● **Exercise task**: Change every "Expected behaviour" in the rows below to "Expected behavior", and leave everything else unchanged.

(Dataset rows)
-*-*-

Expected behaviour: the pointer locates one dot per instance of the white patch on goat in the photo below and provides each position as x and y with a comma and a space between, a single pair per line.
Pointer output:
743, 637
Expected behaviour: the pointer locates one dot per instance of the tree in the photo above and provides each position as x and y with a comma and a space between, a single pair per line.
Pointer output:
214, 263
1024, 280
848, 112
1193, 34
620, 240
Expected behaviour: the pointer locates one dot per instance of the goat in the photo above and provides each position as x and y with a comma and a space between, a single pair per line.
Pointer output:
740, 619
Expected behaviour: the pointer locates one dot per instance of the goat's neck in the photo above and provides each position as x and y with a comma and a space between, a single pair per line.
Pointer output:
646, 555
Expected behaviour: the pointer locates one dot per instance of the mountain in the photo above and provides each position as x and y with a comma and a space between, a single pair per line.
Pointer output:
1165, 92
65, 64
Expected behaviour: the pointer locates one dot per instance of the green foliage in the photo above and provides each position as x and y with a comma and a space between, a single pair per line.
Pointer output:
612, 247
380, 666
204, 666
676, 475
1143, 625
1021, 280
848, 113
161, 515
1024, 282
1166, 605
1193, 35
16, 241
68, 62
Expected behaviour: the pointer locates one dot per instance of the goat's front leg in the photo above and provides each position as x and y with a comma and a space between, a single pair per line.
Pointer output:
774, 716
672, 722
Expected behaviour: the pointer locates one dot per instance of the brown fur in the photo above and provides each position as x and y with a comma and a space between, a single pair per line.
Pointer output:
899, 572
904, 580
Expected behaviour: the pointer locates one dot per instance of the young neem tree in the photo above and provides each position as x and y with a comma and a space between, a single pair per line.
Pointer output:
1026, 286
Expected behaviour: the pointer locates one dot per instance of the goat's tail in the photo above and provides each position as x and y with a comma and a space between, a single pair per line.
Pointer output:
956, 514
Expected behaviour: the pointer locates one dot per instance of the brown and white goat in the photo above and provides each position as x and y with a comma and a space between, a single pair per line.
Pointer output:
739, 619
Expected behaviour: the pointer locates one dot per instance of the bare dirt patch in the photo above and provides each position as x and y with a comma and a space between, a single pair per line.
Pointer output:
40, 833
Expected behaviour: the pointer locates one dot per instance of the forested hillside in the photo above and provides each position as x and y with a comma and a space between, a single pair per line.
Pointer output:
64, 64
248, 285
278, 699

-*-*-

● **Written answer**:
Expected behavior: the pointer locates one dot per instance of the white patch on goat in the photo below and provides each position as x and y with a comma and a space between, a single pair per line.
Pointer output:
743, 637
Expected behavior: the pointer locates one dot per instance of the tree in the photo above and provides each position as x and y with a comma and a space between, a single pair per line.
Pointer output:
214, 263
1024, 280
848, 112
1193, 34
620, 240
Expected behavior: the pointer locates one dot per instance of the goat in the photo above and provides each position as x and y with a comma and a space between, a single pair per line.
Pointer output:
740, 619
Expected behavior: the pointer locates one dot per instance of the goat's neck in the photo above and provides each position as x and y with a comma and a space between, a single pair per line.
Pointer output:
646, 555
Expected behavior: the pointer locates one dot per instance of the mountain in the photo above and provides each position as x and y with a comma and a space between, a single pair per line.
Pointer output:
1165, 92
65, 64
Expected behavior: the pointer locates one dot per instance of the green foliage in the photo above and provides each position as x and y with a comma and a space between, a single pair per line.
Pointer output:
612, 247
380, 666
204, 666
676, 475
1143, 625
1021, 280
848, 113
161, 515
1024, 282
1166, 605
1193, 35
16, 241
68, 62
Expected behavior: the pointer locates one dot per instance of the goat's front leg in the photo above and provides each position as x and y with a comma and a space between, a single pair per line.
Pointer output:
774, 716
672, 722
Expected behavior: the pointer locates one dot per instance of the brown fur in the photo above and provides each position as x and y with a comma and a space between, a single pair per line.
Pointer output:
899, 572
904, 580
Expected behavior: the pointer locates one dot per instance of the young neem tree in the photo above and provides each position as x and y with a comma and a space between, a single pair per line.
Pointer output:
1026, 286
Expected behavior: the pointer locates one dot per instance of the goat's tail in the photo above and provides each position as x and y with a comma and a space between, a single pair per line.
Pointer output:
956, 514
Expected behavior: the pointer locates one dot per instance of the brown and white goat in the photo above and provides each position as x and y with a comma and a space between, a single pair per line.
Pointer output:
739, 619
Expected behavior: the pointer locates one dot per instance of the bare dirt patch in the photo above and provides each position as x and y with a comma and a space between, a single pair per line.
Pointer output:
40, 833
Expected behavior: the pointer locates one dot per instance of the forested hillside in the photo above and provides each position as x and y with a comma and a space between, a single pair per line.
Pointer output:
64, 64
248, 285
278, 699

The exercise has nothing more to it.